■ **Source document**:
◇ ◇ ◇ ◇ ◇ ◇ ◇

As shown in Figure 7, the predicted infection percentage for the adult New York City population using the IFR values from previous models was between 1.5 and 10-fold higher than the actual reports as well as our predictions. The closest IFR values to ours were reported by Modi et al. and the Imperial College model.(11,19) The model of Modi estimated the New York City IRF based upon the difference between reported fatalities during the outbreak versus a similar period of time, and corrected for age distribution of positive cases.(11) No time correction was used to correct the IFR due to the investigators wanting to report a most conservative value. To compare with our predictions, we applied the same time to fatality correction to the Modi IFR that we used in our model. This increased its IFR to 0.88%, similar to the value of 0.90% used in the Imperial College model.(5)

◇ ◇ ◇ ◇ ◇ ◇ ◇

■ **Stored data**:
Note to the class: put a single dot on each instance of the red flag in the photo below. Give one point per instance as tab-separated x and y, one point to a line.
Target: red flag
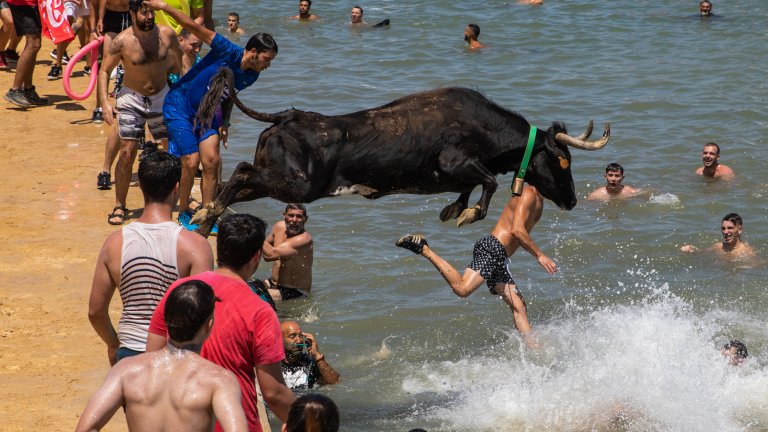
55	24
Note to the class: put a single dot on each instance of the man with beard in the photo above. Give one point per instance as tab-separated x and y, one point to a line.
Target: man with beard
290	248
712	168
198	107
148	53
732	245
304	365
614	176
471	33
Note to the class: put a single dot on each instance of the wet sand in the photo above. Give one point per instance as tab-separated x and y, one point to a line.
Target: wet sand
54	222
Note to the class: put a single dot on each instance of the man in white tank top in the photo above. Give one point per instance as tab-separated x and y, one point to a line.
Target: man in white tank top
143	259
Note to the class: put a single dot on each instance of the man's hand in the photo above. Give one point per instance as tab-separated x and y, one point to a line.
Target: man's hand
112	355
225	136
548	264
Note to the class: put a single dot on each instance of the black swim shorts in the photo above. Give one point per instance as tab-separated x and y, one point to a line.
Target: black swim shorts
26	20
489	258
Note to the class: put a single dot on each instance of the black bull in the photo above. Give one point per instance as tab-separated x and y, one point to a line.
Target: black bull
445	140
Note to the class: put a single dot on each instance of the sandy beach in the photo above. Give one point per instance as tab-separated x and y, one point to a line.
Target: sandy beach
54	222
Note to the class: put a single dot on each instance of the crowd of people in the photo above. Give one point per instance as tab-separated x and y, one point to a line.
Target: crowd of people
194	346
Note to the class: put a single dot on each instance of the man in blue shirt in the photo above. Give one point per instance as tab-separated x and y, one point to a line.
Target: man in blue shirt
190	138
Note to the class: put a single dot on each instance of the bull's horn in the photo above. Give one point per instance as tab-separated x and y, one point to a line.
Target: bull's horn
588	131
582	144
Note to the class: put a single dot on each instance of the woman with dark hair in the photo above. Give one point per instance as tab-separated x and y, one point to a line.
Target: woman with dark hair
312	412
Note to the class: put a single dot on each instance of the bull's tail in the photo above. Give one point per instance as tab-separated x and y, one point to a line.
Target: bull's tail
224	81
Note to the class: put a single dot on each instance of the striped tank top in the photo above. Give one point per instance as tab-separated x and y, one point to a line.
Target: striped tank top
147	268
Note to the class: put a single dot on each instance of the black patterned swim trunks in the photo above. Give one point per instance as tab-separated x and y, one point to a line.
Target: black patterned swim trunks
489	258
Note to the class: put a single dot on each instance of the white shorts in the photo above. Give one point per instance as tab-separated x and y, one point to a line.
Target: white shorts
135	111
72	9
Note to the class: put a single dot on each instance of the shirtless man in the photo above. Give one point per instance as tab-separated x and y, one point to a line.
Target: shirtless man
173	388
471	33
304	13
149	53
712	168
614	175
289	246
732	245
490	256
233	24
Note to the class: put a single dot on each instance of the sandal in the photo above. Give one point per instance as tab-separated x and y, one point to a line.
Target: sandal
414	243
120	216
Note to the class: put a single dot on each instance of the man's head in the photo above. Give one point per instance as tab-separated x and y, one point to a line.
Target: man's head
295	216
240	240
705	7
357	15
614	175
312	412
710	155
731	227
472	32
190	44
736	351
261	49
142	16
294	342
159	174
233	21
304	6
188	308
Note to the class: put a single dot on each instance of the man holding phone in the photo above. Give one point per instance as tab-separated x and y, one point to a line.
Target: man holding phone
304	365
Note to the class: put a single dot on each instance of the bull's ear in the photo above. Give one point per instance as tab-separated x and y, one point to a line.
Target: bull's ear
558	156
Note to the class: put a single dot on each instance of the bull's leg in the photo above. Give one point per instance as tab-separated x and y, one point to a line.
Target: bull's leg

◇ ◇ ◇ ◇ ◇ ◇ ◇

■ **Apply what you read**:
**1)** Decide whether each statement agrees with the passage on New York City IFR estimates. Answer yes or no for each and quote the deciding words. (a) Modi et al. applied a time correction to their IFR. (b) The time-to-fatality correction raised the Modi IFR to 0.88%. (c) The Imperial College model used an IFR of 0.90%.
**2)** In the passage on New York City IFR estimates, by how much did the infection percentage predicted from previous models' IFR values exceed the actual reports?
**3)** Write out everything from "As shown in" down to "Imperial College model.(5)" in the passage on New York City IFR estimates, replacing "closest" with "nearest".
The material plays no part in this.

■ **Exercise results**:
**1)**
(a) No: "No time correction was used to correct the IFR due to the investigators wanting to report a most conservative value."
(b) Yes: "This increased its IFR to 0.88%"
(c) Yes: "similar to the value of 0.90% used in the Imperial College model."

**2)** It was between 1.5 and 10-fold higher.

**3)**
As shown in Figure 7, the predicted infection percentage for the adult New York City population using the IFR values from previous models was between 1.5 and 10-fold higher than the actual reports as well as our predictions. The nearest IFR values to ours were reported by Modi et al. and the Imperial College model.(11,19) The model of Modi estimated the New York City IRF based upon the difference between reported fatalities during the outbreak versus a similar period of time, and corrected for age distribution of positive cases.(11) No time correction was used to correct the IFR due to the investigators wanting to report a most conservative value. To compare with our predictions, we applied the same time to fatality correction to the Modi IFR that we used in our model. This increased its IFR to 0.88%, similar to the value of 0.90% used in the Imperial College model.(5)